++++ Supplied information ++++
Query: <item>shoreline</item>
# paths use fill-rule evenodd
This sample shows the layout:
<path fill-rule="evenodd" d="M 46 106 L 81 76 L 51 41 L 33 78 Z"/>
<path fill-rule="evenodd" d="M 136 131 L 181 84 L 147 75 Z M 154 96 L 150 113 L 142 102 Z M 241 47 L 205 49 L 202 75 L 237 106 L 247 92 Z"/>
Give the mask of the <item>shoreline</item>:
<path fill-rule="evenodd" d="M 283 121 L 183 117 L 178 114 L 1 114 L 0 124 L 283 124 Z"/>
++++
--- Task directions ---
Reproduce the data above verbatim.

--- Answer for this exercise ---
Query: <item>shoreline</item>
# paths use fill-rule evenodd
This sample shows the layout:
<path fill-rule="evenodd" d="M 46 106 L 81 76 L 51 41 L 33 78 Z"/>
<path fill-rule="evenodd" d="M 136 131 L 181 84 L 147 75 Z M 154 96 L 150 113 L 142 102 Z M 241 47 L 205 49 L 202 75 L 237 106 L 247 92 Z"/>
Give the mask of the <item>shoreline</item>:
<path fill-rule="evenodd" d="M 283 121 L 183 117 L 178 114 L 1 114 L 0 124 L 283 124 Z"/>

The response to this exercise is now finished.